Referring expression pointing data
↓↓↓

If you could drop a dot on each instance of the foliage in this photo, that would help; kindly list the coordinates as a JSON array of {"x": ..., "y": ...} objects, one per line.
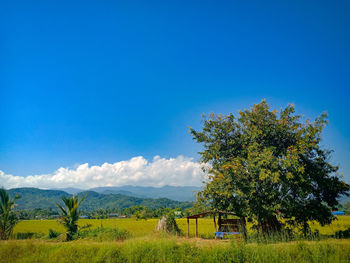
[
  {"x": 104, "y": 234},
  {"x": 70, "y": 215},
  {"x": 168, "y": 250},
  {"x": 53, "y": 233},
  {"x": 8, "y": 219},
  {"x": 343, "y": 233},
  {"x": 266, "y": 166},
  {"x": 171, "y": 224}
]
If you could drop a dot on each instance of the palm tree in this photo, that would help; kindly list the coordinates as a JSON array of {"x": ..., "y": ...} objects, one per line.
[
  {"x": 70, "y": 215},
  {"x": 8, "y": 219}
]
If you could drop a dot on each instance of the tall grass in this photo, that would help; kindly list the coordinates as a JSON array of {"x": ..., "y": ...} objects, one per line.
[
  {"x": 140, "y": 228},
  {"x": 171, "y": 250}
]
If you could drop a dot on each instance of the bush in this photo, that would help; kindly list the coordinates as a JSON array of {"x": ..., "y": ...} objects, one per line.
[
  {"x": 343, "y": 233},
  {"x": 105, "y": 234},
  {"x": 53, "y": 233},
  {"x": 27, "y": 235}
]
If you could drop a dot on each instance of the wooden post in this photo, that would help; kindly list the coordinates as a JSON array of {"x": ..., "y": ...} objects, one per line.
[
  {"x": 215, "y": 224},
  {"x": 188, "y": 227}
]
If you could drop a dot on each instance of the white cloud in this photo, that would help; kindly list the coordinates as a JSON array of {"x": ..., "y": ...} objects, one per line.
[{"x": 179, "y": 171}]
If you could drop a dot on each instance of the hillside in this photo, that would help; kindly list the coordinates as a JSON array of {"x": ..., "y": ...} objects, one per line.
[
  {"x": 179, "y": 193},
  {"x": 32, "y": 198}
]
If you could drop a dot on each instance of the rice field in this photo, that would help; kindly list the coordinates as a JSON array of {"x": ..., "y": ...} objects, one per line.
[
  {"x": 141, "y": 228},
  {"x": 172, "y": 250},
  {"x": 145, "y": 245}
]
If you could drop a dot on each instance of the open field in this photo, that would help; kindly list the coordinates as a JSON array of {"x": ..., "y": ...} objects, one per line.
[
  {"x": 171, "y": 250},
  {"x": 144, "y": 245},
  {"x": 140, "y": 228}
]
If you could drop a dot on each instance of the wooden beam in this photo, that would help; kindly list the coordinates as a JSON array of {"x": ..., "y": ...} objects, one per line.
[
  {"x": 188, "y": 227},
  {"x": 215, "y": 224}
]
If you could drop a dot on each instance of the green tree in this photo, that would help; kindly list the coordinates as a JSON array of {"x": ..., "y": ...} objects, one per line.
[
  {"x": 267, "y": 165},
  {"x": 70, "y": 215},
  {"x": 8, "y": 219}
]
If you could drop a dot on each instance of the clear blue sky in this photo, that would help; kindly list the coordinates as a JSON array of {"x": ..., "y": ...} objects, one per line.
[{"x": 104, "y": 81}]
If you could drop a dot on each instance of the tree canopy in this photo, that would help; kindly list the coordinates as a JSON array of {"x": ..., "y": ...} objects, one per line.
[{"x": 267, "y": 165}]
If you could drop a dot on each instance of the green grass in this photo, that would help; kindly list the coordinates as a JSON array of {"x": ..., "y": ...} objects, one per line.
[
  {"x": 142, "y": 244},
  {"x": 140, "y": 228},
  {"x": 173, "y": 250}
]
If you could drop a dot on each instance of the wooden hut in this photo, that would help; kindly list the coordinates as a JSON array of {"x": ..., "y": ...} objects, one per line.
[{"x": 222, "y": 225}]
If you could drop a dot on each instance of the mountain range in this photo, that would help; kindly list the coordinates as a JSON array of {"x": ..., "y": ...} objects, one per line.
[
  {"x": 177, "y": 193},
  {"x": 33, "y": 198}
]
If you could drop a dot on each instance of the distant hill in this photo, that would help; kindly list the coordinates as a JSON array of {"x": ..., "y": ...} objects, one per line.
[
  {"x": 178, "y": 193},
  {"x": 32, "y": 198},
  {"x": 69, "y": 190}
]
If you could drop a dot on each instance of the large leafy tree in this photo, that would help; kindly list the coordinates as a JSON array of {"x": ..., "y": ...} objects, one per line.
[
  {"x": 267, "y": 165},
  {"x": 70, "y": 215},
  {"x": 8, "y": 219}
]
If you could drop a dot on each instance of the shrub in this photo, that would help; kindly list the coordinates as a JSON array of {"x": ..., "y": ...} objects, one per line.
[
  {"x": 105, "y": 234},
  {"x": 53, "y": 233},
  {"x": 27, "y": 235}
]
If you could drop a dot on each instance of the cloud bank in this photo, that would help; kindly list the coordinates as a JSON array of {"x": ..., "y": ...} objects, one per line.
[{"x": 179, "y": 171}]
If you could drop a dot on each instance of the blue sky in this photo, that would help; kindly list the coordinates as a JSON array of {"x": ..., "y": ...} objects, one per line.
[{"x": 106, "y": 81}]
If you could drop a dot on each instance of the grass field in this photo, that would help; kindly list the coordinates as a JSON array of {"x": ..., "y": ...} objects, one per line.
[
  {"x": 140, "y": 228},
  {"x": 145, "y": 245},
  {"x": 173, "y": 250}
]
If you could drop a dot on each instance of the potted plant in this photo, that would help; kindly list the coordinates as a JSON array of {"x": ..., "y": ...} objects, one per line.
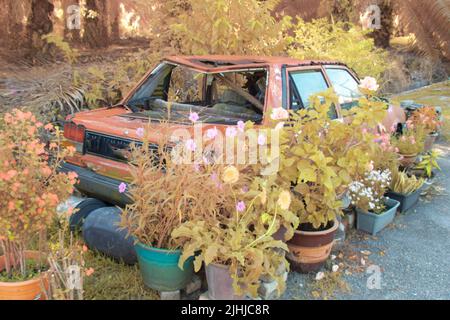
[
  {"x": 165, "y": 194},
  {"x": 236, "y": 246},
  {"x": 409, "y": 145},
  {"x": 427, "y": 164},
  {"x": 30, "y": 189},
  {"x": 428, "y": 118},
  {"x": 320, "y": 157},
  {"x": 374, "y": 210},
  {"x": 405, "y": 189}
]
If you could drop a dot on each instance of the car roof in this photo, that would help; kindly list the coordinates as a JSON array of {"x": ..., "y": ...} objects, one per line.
[{"x": 218, "y": 63}]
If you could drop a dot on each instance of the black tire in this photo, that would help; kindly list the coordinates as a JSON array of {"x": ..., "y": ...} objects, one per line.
[{"x": 82, "y": 211}]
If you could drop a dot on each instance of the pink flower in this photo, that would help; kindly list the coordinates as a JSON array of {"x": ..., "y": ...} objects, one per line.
[
  {"x": 394, "y": 128},
  {"x": 261, "y": 139},
  {"x": 369, "y": 83},
  {"x": 122, "y": 187},
  {"x": 191, "y": 145},
  {"x": 240, "y": 206},
  {"x": 90, "y": 271},
  {"x": 231, "y": 132},
  {"x": 140, "y": 132},
  {"x": 193, "y": 116},
  {"x": 279, "y": 114},
  {"x": 212, "y": 133},
  {"x": 279, "y": 126},
  {"x": 241, "y": 126}
]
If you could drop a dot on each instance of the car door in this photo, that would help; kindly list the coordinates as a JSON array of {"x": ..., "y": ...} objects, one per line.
[
  {"x": 304, "y": 82},
  {"x": 345, "y": 84}
]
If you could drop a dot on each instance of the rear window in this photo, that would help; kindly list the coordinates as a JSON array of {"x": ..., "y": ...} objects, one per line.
[
  {"x": 345, "y": 86},
  {"x": 172, "y": 92},
  {"x": 305, "y": 84}
]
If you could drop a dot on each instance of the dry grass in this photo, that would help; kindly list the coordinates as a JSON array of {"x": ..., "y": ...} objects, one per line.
[
  {"x": 112, "y": 280},
  {"x": 437, "y": 94}
]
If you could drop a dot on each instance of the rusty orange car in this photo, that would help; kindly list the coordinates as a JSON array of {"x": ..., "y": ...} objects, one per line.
[{"x": 221, "y": 89}]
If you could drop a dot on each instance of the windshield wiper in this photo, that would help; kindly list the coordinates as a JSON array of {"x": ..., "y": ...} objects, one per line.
[{"x": 132, "y": 108}]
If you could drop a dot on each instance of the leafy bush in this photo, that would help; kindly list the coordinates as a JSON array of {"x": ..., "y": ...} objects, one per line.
[
  {"x": 368, "y": 193},
  {"x": 165, "y": 194},
  {"x": 322, "y": 157},
  {"x": 426, "y": 117},
  {"x": 30, "y": 186},
  {"x": 241, "y": 236},
  {"x": 223, "y": 27},
  {"x": 410, "y": 142},
  {"x": 339, "y": 41}
]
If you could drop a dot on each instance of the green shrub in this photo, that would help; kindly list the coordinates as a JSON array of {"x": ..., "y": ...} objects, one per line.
[{"x": 322, "y": 40}]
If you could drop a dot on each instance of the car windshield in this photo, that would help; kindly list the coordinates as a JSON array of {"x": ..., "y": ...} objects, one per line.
[
  {"x": 171, "y": 92},
  {"x": 345, "y": 86}
]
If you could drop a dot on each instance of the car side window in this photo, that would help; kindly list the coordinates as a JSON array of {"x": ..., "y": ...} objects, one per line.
[
  {"x": 304, "y": 84},
  {"x": 345, "y": 86}
]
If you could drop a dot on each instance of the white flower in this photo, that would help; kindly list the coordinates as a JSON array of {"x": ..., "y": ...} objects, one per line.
[
  {"x": 279, "y": 114},
  {"x": 212, "y": 133},
  {"x": 231, "y": 132},
  {"x": 369, "y": 83},
  {"x": 279, "y": 126},
  {"x": 191, "y": 145},
  {"x": 320, "y": 276}
]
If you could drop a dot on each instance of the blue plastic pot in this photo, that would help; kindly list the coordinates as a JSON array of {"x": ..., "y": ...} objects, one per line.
[
  {"x": 371, "y": 222},
  {"x": 407, "y": 201},
  {"x": 159, "y": 268}
]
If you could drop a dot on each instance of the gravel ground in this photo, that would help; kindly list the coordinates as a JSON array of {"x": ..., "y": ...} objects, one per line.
[{"x": 413, "y": 254}]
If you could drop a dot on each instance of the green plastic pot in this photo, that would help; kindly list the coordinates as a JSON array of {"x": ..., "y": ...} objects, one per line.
[
  {"x": 159, "y": 268},
  {"x": 372, "y": 223}
]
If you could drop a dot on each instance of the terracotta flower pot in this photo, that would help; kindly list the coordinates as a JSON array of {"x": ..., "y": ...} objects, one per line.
[
  {"x": 220, "y": 283},
  {"x": 308, "y": 250},
  {"x": 407, "y": 160},
  {"x": 429, "y": 141},
  {"x": 24, "y": 290}
]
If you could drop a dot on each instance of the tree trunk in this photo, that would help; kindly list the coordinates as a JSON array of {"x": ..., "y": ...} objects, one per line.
[
  {"x": 14, "y": 26},
  {"x": 39, "y": 24},
  {"x": 96, "y": 24},
  {"x": 72, "y": 20},
  {"x": 114, "y": 20},
  {"x": 382, "y": 36}
]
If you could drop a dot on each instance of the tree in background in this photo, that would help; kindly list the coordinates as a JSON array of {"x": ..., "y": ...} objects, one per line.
[
  {"x": 39, "y": 24},
  {"x": 71, "y": 35},
  {"x": 96, "y": 24},
  {"x": 114, "y": 19},
  {"x": 14, "y": 27},
  {"x": 224, "y": 27}
]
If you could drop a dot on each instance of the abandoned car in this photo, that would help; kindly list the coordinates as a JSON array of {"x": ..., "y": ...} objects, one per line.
[{"x": 221, "y": 89}]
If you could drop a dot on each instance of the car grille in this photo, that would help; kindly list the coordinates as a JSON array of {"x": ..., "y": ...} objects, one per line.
[{"x": 110, "y": 147}]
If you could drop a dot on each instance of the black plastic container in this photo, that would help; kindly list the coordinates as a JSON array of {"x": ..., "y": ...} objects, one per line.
[
  {"x": 407, "y": 201},
  {"x": 102, "y": 233}
]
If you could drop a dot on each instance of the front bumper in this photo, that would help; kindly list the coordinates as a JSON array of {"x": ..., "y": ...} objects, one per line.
[{"x": 97, "y": 186}]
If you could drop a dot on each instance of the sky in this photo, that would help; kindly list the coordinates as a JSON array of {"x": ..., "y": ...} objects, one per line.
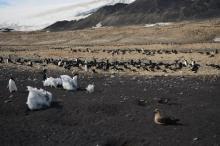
[{"x": 37, "y": 14}]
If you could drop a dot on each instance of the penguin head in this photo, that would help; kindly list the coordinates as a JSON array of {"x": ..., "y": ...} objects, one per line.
[{"x": 156, "y": 111}]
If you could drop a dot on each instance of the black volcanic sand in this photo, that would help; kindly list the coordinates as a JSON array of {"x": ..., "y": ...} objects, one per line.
[{"x": 111, "y": 115}]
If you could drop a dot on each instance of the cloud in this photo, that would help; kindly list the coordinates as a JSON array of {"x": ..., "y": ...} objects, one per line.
[{"x": 37, "y": 14}]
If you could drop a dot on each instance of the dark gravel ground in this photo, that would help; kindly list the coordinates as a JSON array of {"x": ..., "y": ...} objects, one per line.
[{"x": 111, "y": 116}]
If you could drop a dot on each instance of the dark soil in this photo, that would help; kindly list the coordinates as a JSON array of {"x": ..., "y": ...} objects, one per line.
[{"x": 113, "y": 114}]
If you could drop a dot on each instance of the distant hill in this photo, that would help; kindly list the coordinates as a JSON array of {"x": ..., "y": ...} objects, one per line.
[{"x": 144, "y": 11}]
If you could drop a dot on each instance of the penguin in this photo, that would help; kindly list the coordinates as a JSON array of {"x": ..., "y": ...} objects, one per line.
[{"x": 12, "y": 86}]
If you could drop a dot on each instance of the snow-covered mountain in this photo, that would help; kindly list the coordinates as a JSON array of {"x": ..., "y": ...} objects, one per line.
[{"x": 29, "y": 18}]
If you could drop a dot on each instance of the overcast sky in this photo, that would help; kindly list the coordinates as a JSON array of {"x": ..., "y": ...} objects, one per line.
[{"x": 40, "y": 13}]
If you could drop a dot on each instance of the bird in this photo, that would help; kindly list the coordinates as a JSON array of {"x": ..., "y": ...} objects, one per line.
[
  {"x": 60, "y": 63},
  {"x": 86, "y": 66},
  {"x": 44, "y": 74},
  {"x": 52, "y": 82},
  {"x": 38, "y": 98},
  {"x": 162, "y": 120},
  {"x": 90, "y": 88},
  {"x": 11, "y": 85},
  {"x": 185, "y": 63},
  {"x": 69, "y": 83}
]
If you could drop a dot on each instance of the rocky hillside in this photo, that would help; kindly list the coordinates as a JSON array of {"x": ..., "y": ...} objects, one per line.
[{"x": 144, "y": 11}]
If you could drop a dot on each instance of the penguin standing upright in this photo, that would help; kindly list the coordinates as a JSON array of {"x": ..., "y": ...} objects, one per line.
[{"x": 12, "y": 86}]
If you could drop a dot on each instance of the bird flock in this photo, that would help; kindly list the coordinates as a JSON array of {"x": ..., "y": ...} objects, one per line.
[
  {"x": 40, "y": 99},
  {"x": 94, "y": 65}
]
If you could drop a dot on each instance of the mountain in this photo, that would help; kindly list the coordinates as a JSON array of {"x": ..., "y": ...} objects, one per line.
[
  {"x": 144, "y": 11},
  {"x": 28, "y": 17}
]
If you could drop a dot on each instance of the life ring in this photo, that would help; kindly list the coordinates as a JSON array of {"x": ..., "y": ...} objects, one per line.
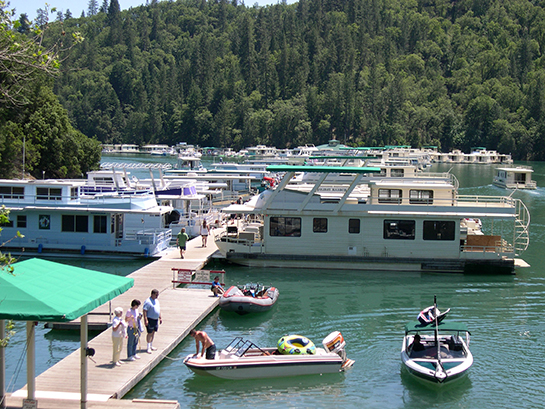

↑↑↑

*Exercise aim*
A word-for-word copy is required of the lines above from the line with "the bird flock" through the last line of the data; no other lines and no pictures belong in it.

*Exercise solution*
If you could drop a dot on each instance of the bird flock in this photo, that would help; kindly list the coordinates as a JSON array of {"x": ..., "y": ...} objects, one per line.
[
  {"x": 40, "y": 99},
  {"x": 94, "y": 65}
]
If you could drop a dot on each instance of the mountain in this photo, that would help; kindly list the coordinates as a JSON array of {"x": ..., "y": ...} objects, one per line.
[
  {"x": 144, "y": 11},
  {"x": 28, "y": 17}
]
If you could drop a dot on each instance of the life ring in this photo, that would help; kindly list the coordinates as a JSON array of {"x": ..., "y": ...} objects, one per line.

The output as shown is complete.